Exercise
Go through the records below and copy out every line holding "helmet".

##### Dataset records #####

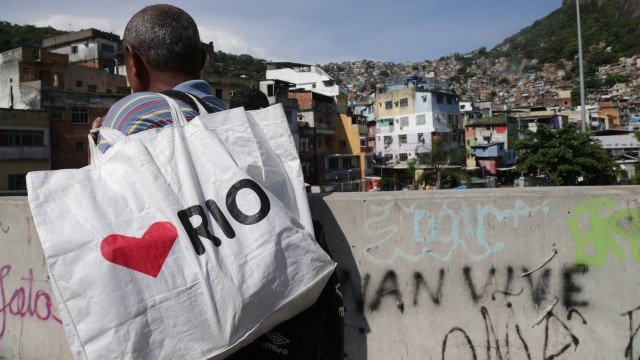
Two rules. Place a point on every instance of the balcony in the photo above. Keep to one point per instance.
(384, 129)
(489, 151)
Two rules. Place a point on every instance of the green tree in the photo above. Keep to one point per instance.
(442, 162)
(564, 155)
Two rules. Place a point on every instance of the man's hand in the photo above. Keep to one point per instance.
(95, 126)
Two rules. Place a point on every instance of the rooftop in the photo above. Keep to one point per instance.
(494, 120)
(77, 36)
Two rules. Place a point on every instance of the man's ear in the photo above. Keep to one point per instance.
(137, 70)
(203, 59)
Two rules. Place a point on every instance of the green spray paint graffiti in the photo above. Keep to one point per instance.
(602, 231)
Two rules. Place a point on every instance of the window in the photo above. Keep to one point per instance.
(107, 48)
(79, 116)
(304, 144)
(58, 80)
(333, 164)
(18, 182)
(289, 115)
(57, 114)
(9, 137)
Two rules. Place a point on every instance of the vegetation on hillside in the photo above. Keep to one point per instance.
(554, 37)
(564, 156)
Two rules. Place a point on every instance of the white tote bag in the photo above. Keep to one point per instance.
(259, 141)
(166, 249)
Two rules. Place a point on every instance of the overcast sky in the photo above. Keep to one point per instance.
(313, 31)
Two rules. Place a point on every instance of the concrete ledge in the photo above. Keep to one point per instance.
(427, 274)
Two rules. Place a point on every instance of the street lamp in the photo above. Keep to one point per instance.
(583, 110)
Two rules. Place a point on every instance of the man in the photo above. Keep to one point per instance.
(161, 52)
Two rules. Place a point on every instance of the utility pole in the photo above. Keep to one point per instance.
(583, 110)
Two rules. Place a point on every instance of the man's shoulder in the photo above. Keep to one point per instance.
(132, 105)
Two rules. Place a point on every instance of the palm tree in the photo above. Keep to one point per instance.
(443, 161)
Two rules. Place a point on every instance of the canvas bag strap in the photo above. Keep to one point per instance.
(193, 101)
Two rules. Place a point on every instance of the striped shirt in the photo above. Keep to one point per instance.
(147, 110)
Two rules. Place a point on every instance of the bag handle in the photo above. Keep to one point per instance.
(176, 113)
(190, 99)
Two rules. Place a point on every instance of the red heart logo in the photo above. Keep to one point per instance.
(146, 254)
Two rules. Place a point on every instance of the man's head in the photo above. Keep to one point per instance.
(162, 48)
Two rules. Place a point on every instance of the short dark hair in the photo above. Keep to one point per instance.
(167, 37)
(250, 99)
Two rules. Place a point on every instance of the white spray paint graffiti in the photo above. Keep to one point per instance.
(433, 220)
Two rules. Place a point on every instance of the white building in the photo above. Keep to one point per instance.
(91, 48)
(307, 77)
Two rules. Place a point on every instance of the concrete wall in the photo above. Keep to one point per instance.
(445, 274)
(29, 320)
(545, 273)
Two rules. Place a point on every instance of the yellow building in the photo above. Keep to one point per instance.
(24, 146)
(395, 103)
(351, 147)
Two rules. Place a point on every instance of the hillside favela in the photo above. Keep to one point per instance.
(479, 203)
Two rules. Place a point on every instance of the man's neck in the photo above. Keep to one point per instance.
(167, 81)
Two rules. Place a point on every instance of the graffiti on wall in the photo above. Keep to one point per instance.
(599, 230)
(454, 227)
(26, 301)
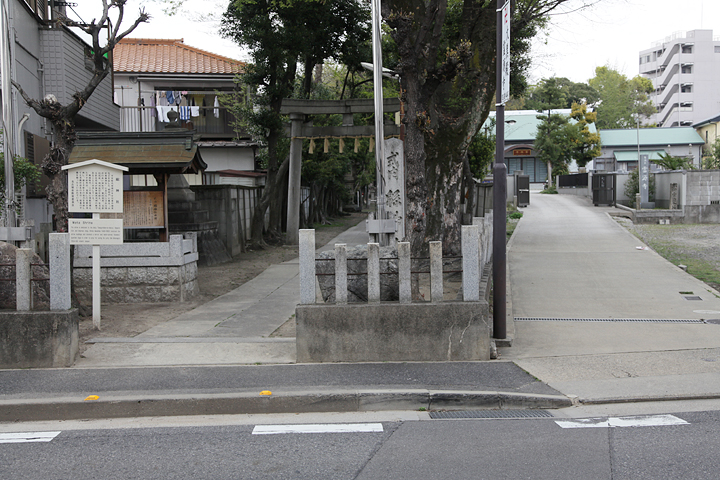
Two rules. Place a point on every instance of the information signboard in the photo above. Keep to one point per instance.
(95, 188)
(95, 231)
(505, 82)
(144, 209)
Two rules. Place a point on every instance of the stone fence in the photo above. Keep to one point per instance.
(406, 330)
(35, 339)
(140, 272)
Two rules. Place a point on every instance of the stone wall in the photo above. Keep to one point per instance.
(420, 332)
(38, 339)
(703, 187)
(140, 272)
(403, 330)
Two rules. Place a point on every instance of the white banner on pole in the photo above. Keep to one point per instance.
(505, 82)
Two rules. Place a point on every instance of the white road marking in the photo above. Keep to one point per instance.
(27, 437)
(318, 428)
(635, 421)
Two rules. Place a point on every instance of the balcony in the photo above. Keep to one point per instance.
(210, 122)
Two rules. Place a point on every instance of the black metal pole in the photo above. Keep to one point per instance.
(499, 198)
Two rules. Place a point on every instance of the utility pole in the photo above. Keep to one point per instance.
(502, 66)
(8, 123)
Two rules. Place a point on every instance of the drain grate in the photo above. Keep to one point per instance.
(492, 414)
(625, 320)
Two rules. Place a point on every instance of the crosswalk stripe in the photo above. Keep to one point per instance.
(318, 428)
(27, 437)
(634, 421)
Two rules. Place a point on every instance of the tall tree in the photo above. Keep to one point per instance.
(104, 33)
(622, 100)
(587, 146)
(446, 51)
(559, 92)
(280, 35)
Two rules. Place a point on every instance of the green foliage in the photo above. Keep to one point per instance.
(481, 151)
(586, 143)
(632, 186)
(24, 171)
(622, 100)
(559, 92)
(669, 162)
(712, 161)
(555, 140)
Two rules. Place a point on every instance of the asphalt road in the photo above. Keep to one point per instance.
(682, 445)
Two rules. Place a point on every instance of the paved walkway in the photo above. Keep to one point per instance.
(570, 261)
(232, 329)
(596, 318)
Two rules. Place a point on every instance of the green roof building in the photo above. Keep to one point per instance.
(620, 147)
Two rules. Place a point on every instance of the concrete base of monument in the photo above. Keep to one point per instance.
(392, 332)
(38, 339)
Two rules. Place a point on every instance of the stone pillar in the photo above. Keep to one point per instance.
(59, 246)
(293, 212)
(471, 263)
(674, 195)
(373, 269)
(340, 273)
(436, 286)
(404, 276)
(23, 276)
(307, 266)
(394, 176)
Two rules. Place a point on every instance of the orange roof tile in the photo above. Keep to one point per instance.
(153, 55)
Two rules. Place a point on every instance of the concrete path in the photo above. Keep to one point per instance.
(598, 317)
(231, 329)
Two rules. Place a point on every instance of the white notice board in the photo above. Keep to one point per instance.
(95, 231)
(95, 188)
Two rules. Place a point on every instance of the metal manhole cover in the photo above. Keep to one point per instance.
(620, 320)
(492, 414)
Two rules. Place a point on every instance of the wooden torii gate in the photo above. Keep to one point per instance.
(298, 110)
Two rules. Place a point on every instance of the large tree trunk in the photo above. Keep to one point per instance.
(447, 96)
(63, 141)
(257, 225)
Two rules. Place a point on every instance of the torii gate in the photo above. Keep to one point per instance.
(298, 110)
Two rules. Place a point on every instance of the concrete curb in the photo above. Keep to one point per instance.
(118, 406)
(648, 398)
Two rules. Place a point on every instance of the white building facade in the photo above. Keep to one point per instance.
(684, 69)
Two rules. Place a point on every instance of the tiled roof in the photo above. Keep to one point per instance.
(152, 55)
(650, 136)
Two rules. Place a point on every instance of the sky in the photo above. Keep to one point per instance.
(612, 32)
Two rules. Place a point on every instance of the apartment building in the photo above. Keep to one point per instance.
(684, 69)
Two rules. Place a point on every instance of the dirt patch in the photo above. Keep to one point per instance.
(130, 319)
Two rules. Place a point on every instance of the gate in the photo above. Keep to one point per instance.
(522, 190)
(604, 189)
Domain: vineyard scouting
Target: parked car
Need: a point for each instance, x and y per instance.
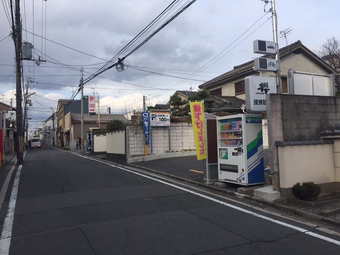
(35, 143)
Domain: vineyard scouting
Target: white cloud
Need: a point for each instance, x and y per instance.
(84, 34)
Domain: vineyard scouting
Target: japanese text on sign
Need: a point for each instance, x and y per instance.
(197, 117)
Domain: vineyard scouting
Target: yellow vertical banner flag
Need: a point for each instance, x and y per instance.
(197, 118)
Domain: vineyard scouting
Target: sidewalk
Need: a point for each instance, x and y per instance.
(187, 168)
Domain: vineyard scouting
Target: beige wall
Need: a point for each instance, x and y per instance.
(301, 63)
(306, 163)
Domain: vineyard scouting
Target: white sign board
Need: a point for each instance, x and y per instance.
(310, 84)
(160, 119)
(264, 47)
(92, 104)
(257, 88)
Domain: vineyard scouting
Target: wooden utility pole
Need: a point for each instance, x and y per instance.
(82, 113)
(19, 145)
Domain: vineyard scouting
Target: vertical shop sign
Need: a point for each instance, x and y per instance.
(146, 127)
(92, 104)
(197, 117)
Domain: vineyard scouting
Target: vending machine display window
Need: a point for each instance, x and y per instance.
(240, 149)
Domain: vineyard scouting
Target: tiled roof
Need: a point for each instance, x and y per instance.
(247, 68)
(187, 93)
(227, 103)
(103, 117)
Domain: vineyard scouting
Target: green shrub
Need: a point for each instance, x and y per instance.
(307, 191)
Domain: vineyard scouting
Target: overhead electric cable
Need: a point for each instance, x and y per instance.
(120, 60)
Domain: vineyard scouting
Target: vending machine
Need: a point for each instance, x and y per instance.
(240, 149)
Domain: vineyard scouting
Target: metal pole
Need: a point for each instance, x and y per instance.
(17, 42)
(82, 113)
(98, 111)
(277, 49)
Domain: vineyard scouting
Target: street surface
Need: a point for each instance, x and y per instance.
(59, 202)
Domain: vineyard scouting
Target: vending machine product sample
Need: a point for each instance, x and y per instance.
(240, 149)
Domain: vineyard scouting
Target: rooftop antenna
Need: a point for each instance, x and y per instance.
(284, 34)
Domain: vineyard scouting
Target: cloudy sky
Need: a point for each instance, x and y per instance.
(207, 39)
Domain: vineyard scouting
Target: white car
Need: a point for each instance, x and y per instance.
(35, 143)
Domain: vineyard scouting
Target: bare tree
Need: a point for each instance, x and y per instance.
(330, 52)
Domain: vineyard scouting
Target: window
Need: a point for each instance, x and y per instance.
(239, 88)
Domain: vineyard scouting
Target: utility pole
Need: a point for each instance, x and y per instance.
(98, 111)
(17, 42)
(276, 42)
(82, 112)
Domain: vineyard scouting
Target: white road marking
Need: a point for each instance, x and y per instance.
(302, 230)
(6, 234)
(5, 186)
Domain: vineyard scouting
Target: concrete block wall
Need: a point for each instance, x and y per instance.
(298, 118)
(303, 117)
(115, 143)
(99, 143)
(181, 136)
(305, 163)
(135, 140)
(160, 139)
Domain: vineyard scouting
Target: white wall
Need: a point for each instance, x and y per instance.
(99, 144)
(115, 142)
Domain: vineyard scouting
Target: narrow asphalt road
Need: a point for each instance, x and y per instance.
(61, 203)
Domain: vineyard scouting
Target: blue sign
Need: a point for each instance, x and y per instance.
(146, 126)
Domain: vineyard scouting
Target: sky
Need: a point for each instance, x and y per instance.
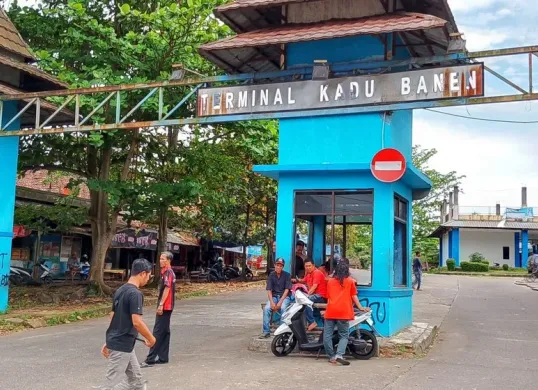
(497, 159)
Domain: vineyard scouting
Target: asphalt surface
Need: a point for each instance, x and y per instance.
(488, 340)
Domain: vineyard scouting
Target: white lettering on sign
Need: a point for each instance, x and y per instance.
(323, 93)
(422, 86)
(229, 100)
(416, 85)
(454, 82)
(388, 166)
(406, 85)
(278, 97)
(290, 99)
(243, 99)
(264, 97)
(354, 89)
(439, 82)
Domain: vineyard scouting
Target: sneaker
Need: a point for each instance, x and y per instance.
(342, 361)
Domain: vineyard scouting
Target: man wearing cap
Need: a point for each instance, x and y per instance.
(278, 288)
(125, 323)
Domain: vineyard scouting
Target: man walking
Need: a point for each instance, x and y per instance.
(278, 288)
(158, 354)
(126, 321)
(417, 270)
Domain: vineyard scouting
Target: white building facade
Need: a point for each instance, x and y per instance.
(506, 236)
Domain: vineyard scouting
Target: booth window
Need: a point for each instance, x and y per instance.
(400, 242)
(336, 224)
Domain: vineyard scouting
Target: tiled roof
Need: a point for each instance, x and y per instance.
(499, 225)
(40, 180)
(11, 40)
(28, 118)
(33, 71)
(404, 21)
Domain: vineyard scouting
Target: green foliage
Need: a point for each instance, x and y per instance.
(467, 266)
(426, 211)
(476, 257)
(451, 264)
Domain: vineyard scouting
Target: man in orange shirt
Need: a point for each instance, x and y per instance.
(317, 290)
(341, 294)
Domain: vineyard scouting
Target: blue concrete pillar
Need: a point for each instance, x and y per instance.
(517, 255)
(9, 149)
(524, 248)
(454, 245)
(318, 247)
(284, 226)
(441, 251)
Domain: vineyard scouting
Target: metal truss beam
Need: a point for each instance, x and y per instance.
(83, 122)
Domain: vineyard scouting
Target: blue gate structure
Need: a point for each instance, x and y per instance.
(343, 78)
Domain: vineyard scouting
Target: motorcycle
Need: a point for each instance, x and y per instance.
(234, 272)
(362, 343)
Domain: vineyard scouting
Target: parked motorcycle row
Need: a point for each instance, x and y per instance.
(20, 276)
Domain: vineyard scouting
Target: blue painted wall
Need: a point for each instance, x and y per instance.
(9, 149)
(517, 256)
(350, 139)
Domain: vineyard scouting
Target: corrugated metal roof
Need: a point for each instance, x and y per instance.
(499, 225)
(259, 51)
(11, 40)
(51, 81)
(65, 116)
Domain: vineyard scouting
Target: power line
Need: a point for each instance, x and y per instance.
(480, 119)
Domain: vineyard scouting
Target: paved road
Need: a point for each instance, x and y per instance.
(488, 341)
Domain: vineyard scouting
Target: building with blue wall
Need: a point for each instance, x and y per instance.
(324, 170)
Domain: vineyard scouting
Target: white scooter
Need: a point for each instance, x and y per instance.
(362, 343)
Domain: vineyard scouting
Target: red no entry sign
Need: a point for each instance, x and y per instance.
(388, 165)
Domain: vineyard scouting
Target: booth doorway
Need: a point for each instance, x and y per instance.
(333, 225)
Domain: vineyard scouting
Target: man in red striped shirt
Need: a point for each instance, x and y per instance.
(158, 354)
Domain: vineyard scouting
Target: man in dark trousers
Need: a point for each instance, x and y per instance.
(158, 354)
(417, 270)
(125, 323)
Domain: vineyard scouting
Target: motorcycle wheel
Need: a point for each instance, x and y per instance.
(282, 345)
(371, 347)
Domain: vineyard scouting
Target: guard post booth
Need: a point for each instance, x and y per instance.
(333, 76)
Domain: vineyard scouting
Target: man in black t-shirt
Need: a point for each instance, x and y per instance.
(125, 323)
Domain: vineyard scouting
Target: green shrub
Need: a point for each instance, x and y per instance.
(451, 264)
(474, 267)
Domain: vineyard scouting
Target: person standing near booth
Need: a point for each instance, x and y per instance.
(159, 353)
(341, 294)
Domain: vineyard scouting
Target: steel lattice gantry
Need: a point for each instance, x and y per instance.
(68, 102)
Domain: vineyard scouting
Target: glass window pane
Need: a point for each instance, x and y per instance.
(354, 203)
(313, 203)
(400, 254)
(359, 252)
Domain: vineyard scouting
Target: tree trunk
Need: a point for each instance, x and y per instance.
(245, 241)
(163, 239)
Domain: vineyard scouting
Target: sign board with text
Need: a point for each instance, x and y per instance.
(416, 85)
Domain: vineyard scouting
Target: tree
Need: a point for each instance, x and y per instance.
(426, 211)
(95, 42)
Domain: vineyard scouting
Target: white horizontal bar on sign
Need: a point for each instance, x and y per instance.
(388, 166)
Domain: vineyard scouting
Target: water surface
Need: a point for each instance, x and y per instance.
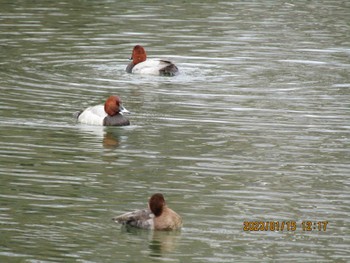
(255, 128)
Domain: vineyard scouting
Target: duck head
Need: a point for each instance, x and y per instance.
(156, 204)
(113, 106)
(138, 54)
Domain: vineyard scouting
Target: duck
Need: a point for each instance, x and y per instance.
(141, 65)
(109, 114)
(158, 216)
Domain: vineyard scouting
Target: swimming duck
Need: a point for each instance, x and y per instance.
(141, 65)
(158, 216)
(109, 114)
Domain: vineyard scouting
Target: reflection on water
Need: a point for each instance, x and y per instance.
(255, 127)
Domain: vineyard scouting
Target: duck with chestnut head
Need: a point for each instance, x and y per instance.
(141, 65)
(158, 216)
(109, 114)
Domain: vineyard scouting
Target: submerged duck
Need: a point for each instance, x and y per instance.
(141, 65)
(109, 114)
(158, 216)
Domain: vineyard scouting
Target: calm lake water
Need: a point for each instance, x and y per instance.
(255, 128)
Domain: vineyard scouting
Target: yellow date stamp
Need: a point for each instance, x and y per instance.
(284, 225)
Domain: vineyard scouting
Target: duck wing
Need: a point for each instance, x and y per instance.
(139, 218)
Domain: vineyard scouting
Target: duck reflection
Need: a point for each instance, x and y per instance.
(160, 242)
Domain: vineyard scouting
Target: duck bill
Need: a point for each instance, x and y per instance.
(122, 110)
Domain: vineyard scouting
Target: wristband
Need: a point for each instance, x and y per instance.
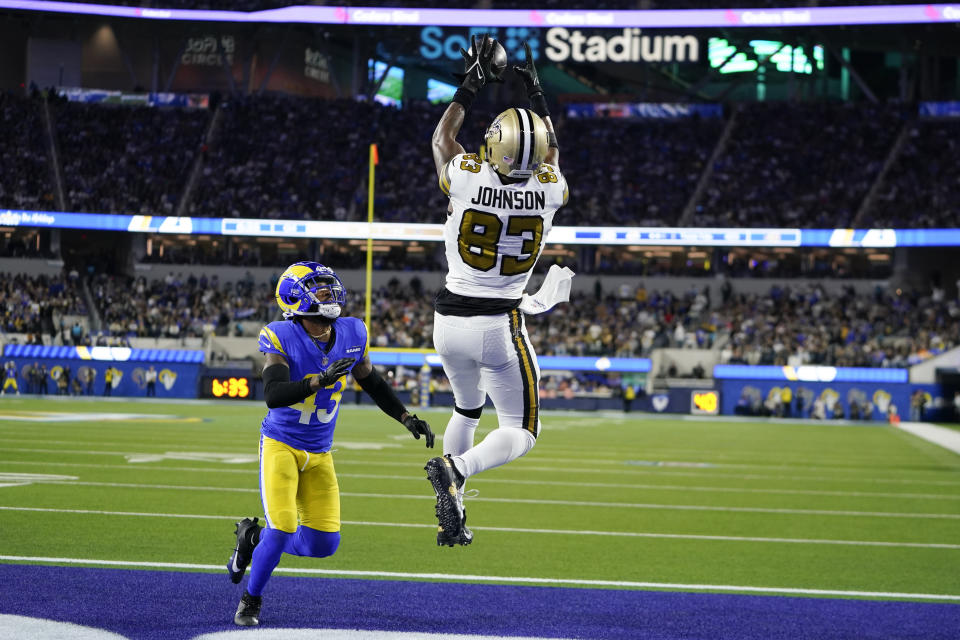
(464, 97)
(538, 104)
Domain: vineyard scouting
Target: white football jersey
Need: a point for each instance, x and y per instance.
(495, 232)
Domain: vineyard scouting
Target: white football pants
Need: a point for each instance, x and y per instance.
(489, 355)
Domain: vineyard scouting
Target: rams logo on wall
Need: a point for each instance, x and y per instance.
(830, 398)
(705, 403)
(167, 378)
(660, 403)
(139, 377)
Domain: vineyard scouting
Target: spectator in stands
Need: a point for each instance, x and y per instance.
(150, 377)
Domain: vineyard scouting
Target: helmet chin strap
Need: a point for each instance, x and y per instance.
(329, 310)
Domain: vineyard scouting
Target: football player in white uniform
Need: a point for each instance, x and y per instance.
(501, 209)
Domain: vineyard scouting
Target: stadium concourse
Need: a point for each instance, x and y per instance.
(264, 158)
(783, 325)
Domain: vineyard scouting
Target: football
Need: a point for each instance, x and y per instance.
(499, 64)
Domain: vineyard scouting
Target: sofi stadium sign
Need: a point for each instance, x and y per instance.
(562, 44)
(627, 46)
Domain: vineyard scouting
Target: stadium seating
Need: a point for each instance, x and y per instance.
(798, 165)
(176, 307)
(921, 189)
(25, 169)
(808, 165)
(126, 159)
(35, 304)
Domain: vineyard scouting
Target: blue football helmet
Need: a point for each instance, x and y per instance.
(298, 287)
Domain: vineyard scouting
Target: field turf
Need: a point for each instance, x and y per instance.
(604, 501)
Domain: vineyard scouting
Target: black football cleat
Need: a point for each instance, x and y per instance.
(248, 535)
(465, 537)
(248, 611)
(443, 478)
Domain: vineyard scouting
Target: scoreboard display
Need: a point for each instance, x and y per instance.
(230, 387)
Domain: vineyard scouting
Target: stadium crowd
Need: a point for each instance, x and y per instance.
(175, 307)
(124, 159)
(921, 189)
(25, 168)
(28, 303)
(806, 165)
(786, 326)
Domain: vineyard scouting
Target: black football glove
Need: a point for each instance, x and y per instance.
(528, 73)
(416, 426)
(478, 62)
(331, 375)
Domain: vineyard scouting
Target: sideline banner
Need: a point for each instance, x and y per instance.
(871, 401)
(86, 369)
(128, 378)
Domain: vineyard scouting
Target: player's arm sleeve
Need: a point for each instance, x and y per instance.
(279, 391)
(445, 177)
(381, 392)
(562, 188)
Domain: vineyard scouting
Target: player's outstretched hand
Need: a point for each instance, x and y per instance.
(478, 61)
(331, 375)
(528, 72)
(416, 426)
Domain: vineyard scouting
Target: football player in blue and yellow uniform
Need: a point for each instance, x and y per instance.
(308, 355)
(10, 377)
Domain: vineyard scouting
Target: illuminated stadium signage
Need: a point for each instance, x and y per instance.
(239, 388)
(742, 18)
(628, 46)
(726, 58)
(644, 236)
(417, 358)
(705, 403)
(436, 43)
(809, 373)
(104, 354)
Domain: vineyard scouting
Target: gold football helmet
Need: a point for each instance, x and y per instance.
(516, 143)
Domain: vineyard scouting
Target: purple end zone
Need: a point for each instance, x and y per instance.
(179, 606)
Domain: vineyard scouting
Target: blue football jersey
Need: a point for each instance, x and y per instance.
(309, 425)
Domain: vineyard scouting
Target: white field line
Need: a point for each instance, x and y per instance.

#####

Output of the task
Target: helmet chin strap
Target: blue football helmet
Target: gold football helmet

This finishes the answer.